Text extract:
···
Using these theoretical and conceptual tools, we conduct an explorative investigation into how male MMA fighters construct and anchor their subjectivities, emotions and bodies, thus also forming specific subjectivities in an intersectional space between gender and class. In the next sections, we enter the everyday life of MMA fighters and try to understand how these athletes relate to gender, to their bodies and to the challenge of meeting a highly skilled opponent in the cage. First, we try to get closer to the feeling of entering a cage and a potentially harmful fight. Second, we zoom in on the bodily experiences and emotions expressed in the narratives and analyse how the fighters relate to feelings of pain, shame and aggression. Lastly, we approach questions concerning how the fighters’ habitus is formed and imbued with class and gender, as well as concerning their preparedness to face different risk factors over time.

Entering the Cage

One commonality in the athletes’ narratives is how they vividly describe and tend to linger on the particularity of entering the Octagon. In this section and the next, we focus on narratives concerning the emotional aspects of MMA competition. Delving deeper into the phenomenology and carnality of MMA, we also try to understand how these gendered, emotional and bodily practices are inscribed into the habitus of the athletes.

Most of the fighters describe the feeling of entering the arena as almost like being high, on drugs. Looking at MMA competitions, where fighters pound and beat on each other, kicking their opponent and defending themselves, it is not hard to understand that their adrenaline is pumping. Jorge, who works as a social work assistant, recalls his feelings and his emotional state upon entering the cage for the very first time, a couple of years ago:

It was big…huge. When they play your song in the loudspeakers, really loudly, and everyone knows you’ve been waiting for this fight…it’s a big thing. ‘This guy here is only 18’, they said in the speakers, ‘and he has to prove himself’. There’s a lot of hype. Everyone knew me. I’d been around in several clubs, so I was well known. (Jorge, 24)
···
Stored records:
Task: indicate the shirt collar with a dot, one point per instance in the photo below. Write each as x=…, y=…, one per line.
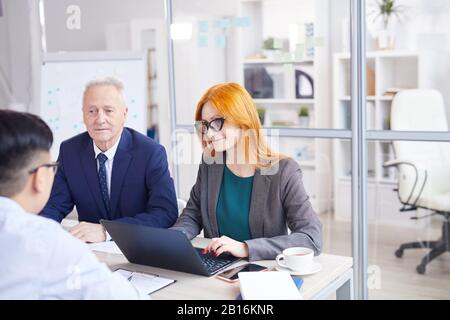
x=8, y=204
x=110, y=153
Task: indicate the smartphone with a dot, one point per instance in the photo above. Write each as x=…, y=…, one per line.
x=231, y=275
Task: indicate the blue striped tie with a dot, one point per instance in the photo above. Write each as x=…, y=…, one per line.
x=102, y=178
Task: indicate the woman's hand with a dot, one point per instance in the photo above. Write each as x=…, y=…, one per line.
x=225, y=244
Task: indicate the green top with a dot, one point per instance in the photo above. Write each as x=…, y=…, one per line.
x=233, y=206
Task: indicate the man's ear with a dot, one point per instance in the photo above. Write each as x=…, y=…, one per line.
x=38, y=180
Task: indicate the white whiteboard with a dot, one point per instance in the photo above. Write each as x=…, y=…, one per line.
x=64, y=76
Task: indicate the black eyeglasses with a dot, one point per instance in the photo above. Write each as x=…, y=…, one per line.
x=216, y=124
x=54, y=166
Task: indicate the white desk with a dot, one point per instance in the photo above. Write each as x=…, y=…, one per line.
x=336, y=276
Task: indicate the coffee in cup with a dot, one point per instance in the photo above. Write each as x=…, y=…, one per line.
x=298, y=259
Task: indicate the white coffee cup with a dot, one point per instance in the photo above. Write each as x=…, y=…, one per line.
x=297, y=259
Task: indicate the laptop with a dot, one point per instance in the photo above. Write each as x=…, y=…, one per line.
x=164, y=248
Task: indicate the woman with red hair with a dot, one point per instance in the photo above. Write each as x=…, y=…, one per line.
x=246, y=196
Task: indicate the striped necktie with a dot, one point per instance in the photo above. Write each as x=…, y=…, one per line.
x=102, y=178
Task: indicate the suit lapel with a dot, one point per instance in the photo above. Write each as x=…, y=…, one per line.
x=121, y=163
x=215, y=175
x=89, y=164
x=260, y=190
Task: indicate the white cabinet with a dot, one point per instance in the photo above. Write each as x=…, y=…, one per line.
x=387, y=71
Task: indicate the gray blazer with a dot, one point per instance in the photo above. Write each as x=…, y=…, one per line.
x=278, y=201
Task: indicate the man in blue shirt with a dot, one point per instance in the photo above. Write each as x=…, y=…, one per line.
x=39, y=260
x=111, y=172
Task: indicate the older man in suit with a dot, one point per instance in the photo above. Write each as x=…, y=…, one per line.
x=111, y=172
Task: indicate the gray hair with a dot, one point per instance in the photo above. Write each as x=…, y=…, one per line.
x=106, y=81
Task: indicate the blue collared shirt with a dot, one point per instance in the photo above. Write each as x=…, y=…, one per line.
x=39, y=260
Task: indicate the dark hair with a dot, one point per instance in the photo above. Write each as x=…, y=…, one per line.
x=22, y=137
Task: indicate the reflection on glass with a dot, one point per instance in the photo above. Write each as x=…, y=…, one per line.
x=408, y=230
x=407, y=49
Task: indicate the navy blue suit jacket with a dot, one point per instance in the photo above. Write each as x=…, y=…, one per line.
x=142, y=191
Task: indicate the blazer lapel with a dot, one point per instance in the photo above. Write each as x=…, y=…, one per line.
x=215, y=175
x=261, y=187
x=122, y=160
x=89, y=164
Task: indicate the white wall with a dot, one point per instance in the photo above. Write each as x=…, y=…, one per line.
x=16, y=54
x=5, y=70
x=277, y=15
x=95, y=15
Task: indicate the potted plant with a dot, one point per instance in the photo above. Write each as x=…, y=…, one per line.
x=261, y=114
x=269, y=48
x=303, y=114
x=385, y=9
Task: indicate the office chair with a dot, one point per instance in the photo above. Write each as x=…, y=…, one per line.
x=423, y=167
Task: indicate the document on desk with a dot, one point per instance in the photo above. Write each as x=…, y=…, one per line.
x=268, y=285
x=145, y=282
x=106, y=246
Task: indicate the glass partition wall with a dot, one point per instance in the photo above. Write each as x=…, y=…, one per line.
x=330, y=79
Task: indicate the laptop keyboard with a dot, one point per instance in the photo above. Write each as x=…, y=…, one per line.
x=213, y=263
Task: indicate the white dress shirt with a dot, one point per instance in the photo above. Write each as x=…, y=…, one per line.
x=39, y=260
x=110, y=153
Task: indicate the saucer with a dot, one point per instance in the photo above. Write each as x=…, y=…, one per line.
x=315, y=267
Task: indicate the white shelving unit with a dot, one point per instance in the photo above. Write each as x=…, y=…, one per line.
x=390, y=70
x=311, y=154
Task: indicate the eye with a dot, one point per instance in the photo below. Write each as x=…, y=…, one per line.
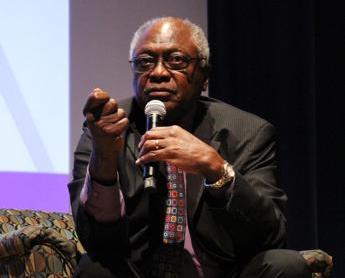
x=177, y=59
x=142, y=62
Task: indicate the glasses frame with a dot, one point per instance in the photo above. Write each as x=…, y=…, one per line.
x=164, y=63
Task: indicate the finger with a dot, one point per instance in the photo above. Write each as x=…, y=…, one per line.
x=96, y=99
x=109, y=107
x=116, y=128
x=152, y=145
x=113, y=118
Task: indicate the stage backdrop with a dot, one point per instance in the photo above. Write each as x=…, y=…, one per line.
x=34, y=104
x=52, y=54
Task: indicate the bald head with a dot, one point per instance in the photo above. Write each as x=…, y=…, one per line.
x=167, y=28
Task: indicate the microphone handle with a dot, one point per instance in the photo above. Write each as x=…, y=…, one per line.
x=150, y=169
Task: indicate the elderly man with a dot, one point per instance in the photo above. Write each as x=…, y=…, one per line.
x=216, y=210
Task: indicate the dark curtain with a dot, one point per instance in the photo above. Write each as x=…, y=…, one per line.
x=283, y=61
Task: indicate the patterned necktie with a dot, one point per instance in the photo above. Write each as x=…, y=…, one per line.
x=175, y=218
x=167, y=261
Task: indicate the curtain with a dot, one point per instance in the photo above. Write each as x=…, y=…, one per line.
x=282, y=61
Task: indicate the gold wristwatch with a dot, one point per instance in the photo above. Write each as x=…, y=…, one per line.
x=228, y=175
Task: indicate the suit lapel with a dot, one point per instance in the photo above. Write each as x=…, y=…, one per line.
x=206, y=132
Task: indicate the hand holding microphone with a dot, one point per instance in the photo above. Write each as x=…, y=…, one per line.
x=155, y=112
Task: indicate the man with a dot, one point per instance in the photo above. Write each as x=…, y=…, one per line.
x=229, y=219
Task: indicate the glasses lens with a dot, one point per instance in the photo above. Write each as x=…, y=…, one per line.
x=143, y=64
x=177, y=61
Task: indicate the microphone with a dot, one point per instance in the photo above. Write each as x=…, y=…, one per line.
x=155, y=112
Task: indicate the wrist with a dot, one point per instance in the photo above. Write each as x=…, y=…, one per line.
x=227, y=176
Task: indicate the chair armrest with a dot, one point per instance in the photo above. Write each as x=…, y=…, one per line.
x=319, y=262
x=36, y=249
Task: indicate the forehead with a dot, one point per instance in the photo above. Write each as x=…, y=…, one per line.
x=165, y=36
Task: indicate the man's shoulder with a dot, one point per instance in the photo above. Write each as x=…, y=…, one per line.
x=228, y=114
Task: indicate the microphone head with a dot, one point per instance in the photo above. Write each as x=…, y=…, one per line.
x=155, y=107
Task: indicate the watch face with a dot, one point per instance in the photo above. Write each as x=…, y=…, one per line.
x=228, y=176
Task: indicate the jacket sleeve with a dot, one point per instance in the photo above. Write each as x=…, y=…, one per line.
x=96, y=237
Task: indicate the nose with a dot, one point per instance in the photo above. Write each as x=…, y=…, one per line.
x=159, y=73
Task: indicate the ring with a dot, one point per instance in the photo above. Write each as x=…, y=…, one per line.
x=157, y=144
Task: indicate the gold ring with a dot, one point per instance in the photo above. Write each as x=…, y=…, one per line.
x=157, y=144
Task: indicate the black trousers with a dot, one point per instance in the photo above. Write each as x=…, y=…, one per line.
x=277, y=263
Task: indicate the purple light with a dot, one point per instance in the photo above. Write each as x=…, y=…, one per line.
x=47, y=192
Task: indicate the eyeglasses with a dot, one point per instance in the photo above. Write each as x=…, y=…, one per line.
x=172, y=61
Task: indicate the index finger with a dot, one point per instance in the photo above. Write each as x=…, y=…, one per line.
x=95, y=101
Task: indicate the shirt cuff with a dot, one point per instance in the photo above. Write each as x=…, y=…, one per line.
x=105, y=203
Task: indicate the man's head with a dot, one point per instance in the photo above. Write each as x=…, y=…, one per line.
x=169, y=59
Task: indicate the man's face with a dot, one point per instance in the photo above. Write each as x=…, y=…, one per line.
x=178, y=89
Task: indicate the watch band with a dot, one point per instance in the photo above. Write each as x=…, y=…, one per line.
x=228, y=175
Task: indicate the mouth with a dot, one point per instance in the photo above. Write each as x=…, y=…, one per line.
x=159, y=92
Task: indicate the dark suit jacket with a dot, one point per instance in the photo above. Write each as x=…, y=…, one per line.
x=223, y=232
···
Challenges:
[1] Answer these from the MMA excerpt:
(a) What job does Jorge hold?
(b) Which three feelings does the second part of the analysis examine in the fighters' narratives?
(c) What do most of the fighters compare the feeling of entering the arena to?
[2] Reproduce the MMA excerpt between "Most of the" and "known. (Jorge, 24)", inclusive, without changing a word.

Solution list:
[1]
(a) He works as a social work assistant.
(b) Pain, shame and aggression.
(c) Being high, on drugs.

[2]
Most of the fighters describe the feeling of entering the arena as almost like being high, on drugs. Looking at MMA competitions, where fighters pound and beat on each other, kicking their opponent and defending themselves, it is not hard to understand that their adrenaline is pumping. Jorge, who works as a social work assistant, recalls his feelings and his emotional state upon entering the cage for the very first time, a couple of years ago:

It was big…huge. When they play your song in the loudspeakers, really loudly, and everyone knows you’ve been waiting for this fight…it’s a big thing. ‘This guy here is only 18’, they said in the speakers, ‘and he has to prove himself’. There’s a lot of hype. Everyone knew me. I’d been around in several clubs, so I was well known. (Jorge, 24)